O QUE FAZER
No texto sobre parcerias público-privadas, identifique todos os meios pelos quais, segundo a Lei de PPPs, podem ser garantidas as obrigações pecuniárias assumidas pela Administração Pública.

PÁGINA
-------------------------
Havendo transferência de riscos haverá, conseqüentemente, transferência de custos. Essa co-relação precisa ser analisada de forma minuciosa pelo investidor privado, que examinará cada risco afeto ao projeto e como esse risco poderá interferir na execução do contrato.
A redução dos riscos de quebra implicará, conseqüentemente, em uma necessidade menor de serem oferecidas garantias ou blindagens especiais[3].
Importante registrar, como afirma Vanice do Valle, os riscos consistem “em um fenômeno que se põe, para o direito, como uma contingência, que influencia (ou não) o futuro, segundo uma posição na reta que tem por extremo probabilidade e improbabilidade”[4].
5. As garantias
Já a questão das garantias é um outro aspecto que mereceu uma especial atenção da Lei de PPPs, ao serem instituídos mecanismos para garantir que os órgãos contratantes cumpram as obrigações assumidas[5].
É notório que o Estado brasileiro sempre se caracterizou como um mau pagador, assim, essas garantias objetivaram tranqüilizar os investidores privados para que, na hipótese de inadimplência por parte do Estado, eles não venham a ter que percorrer um longo caminho até o recebimento das dívidas, como ocorre hodiernamente com os precatórios.
As obrigações pecuniárias que forem assumidas pela Administração Pública em decorrência da celebração dos contratos de parceria público-privada poderão ser garantidas, como estabelece a Lei de PPPs[6], por meio de:
· Vinculação de receitas, desde que observados os limites constitucionais.
· Instituição ou utilização de fundos especiais.
· Contratação de seguro-garantia, desde que celebrado com empresas que não estejam sob o controle do Poder Público.
Importante ressaltar que, ao invés dos parceiros privados, os próprios financiadores dos projetos de PPP poderão ser designados como beneficiários nas apólices[7].
· Organismos internacionais ou instituições financeiras, desde que não controladas pelo Poder Público.
Neste caso, da mesma forma como acontece na contratação de seguro, as garantias podem ser oferecidas diretamente aos financiadores dos projetos.
· Fundo garantidor ou empresa estatal criada para esse fim, obedecendo às regras preconizadas na lei de parcerias e no Decreto 5.411/2005.
Este fundo terá natureza privada e será constituído de um patrimônio próprio, separado do patrimônio de seus cotistas, os quais responderão apenas pela integralização das cotas que subscreverem.
-------------------------
REGISTROS ARMAZENADOS
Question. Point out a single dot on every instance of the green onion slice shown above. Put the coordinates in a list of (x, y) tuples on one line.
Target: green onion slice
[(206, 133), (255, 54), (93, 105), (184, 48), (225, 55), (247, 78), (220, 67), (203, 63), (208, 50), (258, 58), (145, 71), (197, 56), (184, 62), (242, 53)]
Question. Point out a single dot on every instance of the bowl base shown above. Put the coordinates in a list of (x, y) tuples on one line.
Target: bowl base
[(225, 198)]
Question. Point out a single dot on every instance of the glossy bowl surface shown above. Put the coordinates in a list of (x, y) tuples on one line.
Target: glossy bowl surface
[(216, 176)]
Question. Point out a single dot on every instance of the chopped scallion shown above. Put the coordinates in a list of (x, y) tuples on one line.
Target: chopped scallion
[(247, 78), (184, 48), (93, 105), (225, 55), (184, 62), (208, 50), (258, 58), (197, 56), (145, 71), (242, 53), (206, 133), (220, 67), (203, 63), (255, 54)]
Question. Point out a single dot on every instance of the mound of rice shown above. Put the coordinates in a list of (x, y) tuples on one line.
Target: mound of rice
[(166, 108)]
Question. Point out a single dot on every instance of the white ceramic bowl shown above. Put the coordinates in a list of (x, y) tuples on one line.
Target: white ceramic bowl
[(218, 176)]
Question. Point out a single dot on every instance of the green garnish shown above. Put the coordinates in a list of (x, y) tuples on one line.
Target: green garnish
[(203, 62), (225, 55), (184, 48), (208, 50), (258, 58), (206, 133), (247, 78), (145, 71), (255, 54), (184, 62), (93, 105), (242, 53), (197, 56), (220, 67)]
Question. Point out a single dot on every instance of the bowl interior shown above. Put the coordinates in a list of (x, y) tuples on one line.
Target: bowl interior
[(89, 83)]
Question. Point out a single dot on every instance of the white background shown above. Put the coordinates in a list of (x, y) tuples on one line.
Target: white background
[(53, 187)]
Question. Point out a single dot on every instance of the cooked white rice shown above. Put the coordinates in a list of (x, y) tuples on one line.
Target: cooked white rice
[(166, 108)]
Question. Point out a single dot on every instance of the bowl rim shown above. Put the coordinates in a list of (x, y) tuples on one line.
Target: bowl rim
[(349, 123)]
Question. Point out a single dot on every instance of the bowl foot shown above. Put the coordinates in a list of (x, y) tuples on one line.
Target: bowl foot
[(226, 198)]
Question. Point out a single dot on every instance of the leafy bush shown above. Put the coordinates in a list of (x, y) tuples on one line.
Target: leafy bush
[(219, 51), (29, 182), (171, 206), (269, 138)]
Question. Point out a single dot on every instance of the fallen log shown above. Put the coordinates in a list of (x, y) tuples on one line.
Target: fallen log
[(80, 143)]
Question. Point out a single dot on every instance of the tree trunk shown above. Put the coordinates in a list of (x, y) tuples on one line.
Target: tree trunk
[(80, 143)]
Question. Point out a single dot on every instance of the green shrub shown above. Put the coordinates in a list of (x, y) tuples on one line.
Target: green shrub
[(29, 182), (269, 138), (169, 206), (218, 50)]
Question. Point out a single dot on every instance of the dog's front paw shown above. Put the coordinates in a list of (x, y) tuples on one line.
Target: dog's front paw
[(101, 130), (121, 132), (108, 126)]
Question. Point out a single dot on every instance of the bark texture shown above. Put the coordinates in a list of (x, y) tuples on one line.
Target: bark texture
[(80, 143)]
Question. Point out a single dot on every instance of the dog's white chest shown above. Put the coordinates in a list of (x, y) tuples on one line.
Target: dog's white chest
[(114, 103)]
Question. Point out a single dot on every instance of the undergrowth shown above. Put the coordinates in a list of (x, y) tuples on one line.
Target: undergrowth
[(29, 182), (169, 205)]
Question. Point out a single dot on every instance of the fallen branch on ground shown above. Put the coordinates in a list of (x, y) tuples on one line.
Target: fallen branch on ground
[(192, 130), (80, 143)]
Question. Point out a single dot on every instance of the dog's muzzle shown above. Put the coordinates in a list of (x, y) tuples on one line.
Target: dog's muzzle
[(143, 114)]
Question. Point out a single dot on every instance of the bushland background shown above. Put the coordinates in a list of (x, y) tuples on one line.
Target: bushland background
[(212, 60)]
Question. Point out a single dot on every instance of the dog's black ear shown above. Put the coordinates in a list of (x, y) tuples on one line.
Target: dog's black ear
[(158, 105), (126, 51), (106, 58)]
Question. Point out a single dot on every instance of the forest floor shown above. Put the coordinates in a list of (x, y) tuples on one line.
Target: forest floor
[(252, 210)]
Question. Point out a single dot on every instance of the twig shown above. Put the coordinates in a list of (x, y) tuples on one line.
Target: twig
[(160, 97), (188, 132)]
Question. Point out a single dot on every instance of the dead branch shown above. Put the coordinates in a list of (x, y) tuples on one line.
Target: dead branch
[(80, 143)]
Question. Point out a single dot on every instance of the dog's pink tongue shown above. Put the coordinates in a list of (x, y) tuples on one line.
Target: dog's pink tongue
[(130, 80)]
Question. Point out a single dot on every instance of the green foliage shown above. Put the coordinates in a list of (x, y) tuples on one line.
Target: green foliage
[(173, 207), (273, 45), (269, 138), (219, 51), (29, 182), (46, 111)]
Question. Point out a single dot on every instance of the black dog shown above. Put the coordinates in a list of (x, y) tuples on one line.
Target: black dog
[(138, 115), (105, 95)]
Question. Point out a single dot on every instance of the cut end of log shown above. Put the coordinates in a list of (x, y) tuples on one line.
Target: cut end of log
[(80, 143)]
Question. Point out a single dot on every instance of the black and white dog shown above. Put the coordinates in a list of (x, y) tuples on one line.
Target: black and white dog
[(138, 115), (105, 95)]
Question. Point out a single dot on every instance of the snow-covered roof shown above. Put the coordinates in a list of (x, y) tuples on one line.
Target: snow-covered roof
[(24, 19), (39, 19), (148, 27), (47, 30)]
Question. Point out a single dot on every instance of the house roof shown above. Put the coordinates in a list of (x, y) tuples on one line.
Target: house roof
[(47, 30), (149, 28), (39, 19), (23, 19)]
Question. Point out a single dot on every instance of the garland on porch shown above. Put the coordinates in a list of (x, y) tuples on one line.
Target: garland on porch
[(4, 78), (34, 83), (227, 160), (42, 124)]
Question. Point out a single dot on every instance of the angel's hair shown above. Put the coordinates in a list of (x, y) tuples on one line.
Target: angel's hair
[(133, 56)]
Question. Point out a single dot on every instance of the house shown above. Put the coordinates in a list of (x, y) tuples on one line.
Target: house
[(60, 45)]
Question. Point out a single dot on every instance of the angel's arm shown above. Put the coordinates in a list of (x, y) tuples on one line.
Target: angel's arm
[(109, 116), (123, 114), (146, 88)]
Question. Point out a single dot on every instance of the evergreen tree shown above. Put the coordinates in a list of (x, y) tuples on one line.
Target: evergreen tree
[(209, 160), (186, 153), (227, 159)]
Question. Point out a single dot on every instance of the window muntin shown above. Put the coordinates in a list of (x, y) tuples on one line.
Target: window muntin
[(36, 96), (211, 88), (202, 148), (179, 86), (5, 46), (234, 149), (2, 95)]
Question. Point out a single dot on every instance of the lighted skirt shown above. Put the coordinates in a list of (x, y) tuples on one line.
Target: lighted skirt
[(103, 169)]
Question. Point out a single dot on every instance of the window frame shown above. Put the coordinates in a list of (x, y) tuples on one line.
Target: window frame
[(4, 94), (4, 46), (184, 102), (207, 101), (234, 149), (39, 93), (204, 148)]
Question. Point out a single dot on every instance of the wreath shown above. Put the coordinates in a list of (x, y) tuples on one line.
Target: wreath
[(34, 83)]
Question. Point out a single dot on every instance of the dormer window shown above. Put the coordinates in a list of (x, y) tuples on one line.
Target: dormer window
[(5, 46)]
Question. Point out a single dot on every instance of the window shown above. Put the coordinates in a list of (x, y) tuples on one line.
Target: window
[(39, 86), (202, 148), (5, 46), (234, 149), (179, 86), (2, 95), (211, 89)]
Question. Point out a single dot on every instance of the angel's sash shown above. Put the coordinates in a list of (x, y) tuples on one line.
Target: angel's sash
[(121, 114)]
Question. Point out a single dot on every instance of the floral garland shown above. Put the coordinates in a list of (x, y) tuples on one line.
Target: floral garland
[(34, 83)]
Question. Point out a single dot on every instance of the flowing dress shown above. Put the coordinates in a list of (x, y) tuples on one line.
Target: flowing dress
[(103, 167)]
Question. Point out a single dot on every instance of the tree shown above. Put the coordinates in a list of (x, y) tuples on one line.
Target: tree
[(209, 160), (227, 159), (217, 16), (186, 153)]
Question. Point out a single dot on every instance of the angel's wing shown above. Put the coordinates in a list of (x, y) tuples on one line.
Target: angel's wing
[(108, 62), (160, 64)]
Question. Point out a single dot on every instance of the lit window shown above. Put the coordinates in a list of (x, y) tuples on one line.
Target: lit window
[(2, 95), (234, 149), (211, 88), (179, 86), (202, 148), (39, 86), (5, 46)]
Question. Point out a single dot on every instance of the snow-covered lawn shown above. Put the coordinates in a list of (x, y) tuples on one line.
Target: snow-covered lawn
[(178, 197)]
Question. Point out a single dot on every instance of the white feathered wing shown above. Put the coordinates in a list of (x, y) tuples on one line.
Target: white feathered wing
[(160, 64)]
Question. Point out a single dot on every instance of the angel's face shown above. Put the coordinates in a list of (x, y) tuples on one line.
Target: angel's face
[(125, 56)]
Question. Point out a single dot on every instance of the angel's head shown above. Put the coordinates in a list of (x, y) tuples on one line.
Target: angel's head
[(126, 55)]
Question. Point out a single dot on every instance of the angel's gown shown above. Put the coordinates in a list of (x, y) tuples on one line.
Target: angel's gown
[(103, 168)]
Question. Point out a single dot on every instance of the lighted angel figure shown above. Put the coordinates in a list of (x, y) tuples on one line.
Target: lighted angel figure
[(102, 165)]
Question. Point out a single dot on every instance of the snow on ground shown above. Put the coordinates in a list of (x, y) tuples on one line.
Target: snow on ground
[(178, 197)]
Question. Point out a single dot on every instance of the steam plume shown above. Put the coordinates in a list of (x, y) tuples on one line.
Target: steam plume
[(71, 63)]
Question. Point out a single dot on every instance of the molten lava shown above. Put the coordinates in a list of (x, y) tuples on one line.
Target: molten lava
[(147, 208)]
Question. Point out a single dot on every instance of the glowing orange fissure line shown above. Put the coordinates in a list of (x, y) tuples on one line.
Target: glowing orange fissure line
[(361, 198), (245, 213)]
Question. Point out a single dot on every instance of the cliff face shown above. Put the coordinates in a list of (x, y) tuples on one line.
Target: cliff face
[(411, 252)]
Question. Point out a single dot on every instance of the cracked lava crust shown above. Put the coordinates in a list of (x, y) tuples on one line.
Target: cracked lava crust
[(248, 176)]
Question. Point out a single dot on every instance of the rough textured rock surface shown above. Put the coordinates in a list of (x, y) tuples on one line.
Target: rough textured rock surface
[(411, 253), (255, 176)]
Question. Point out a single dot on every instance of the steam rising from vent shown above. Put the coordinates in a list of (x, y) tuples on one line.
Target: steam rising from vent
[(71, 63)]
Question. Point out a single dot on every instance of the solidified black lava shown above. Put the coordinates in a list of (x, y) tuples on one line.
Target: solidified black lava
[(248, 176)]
-------------------------
RESULTADO DO EXERCÍCIO
- Vinculação de receitas, desde que observados os limites constitucionais.
- Instituição ou utilização de fundos especiais.
- Contratação de seguro-garantia, desde que celebrado com empresas que não estejam sob o controle do Poder Público.
- Organismos internacionais ou instituições financeiras, desde que não controladas pelo Poder Público.
- Fundo garantidor ou empresa estatal criada para esse fim, obedecendo às regras preconizadas na lei de parcerias e no Decreto 5.411/2005.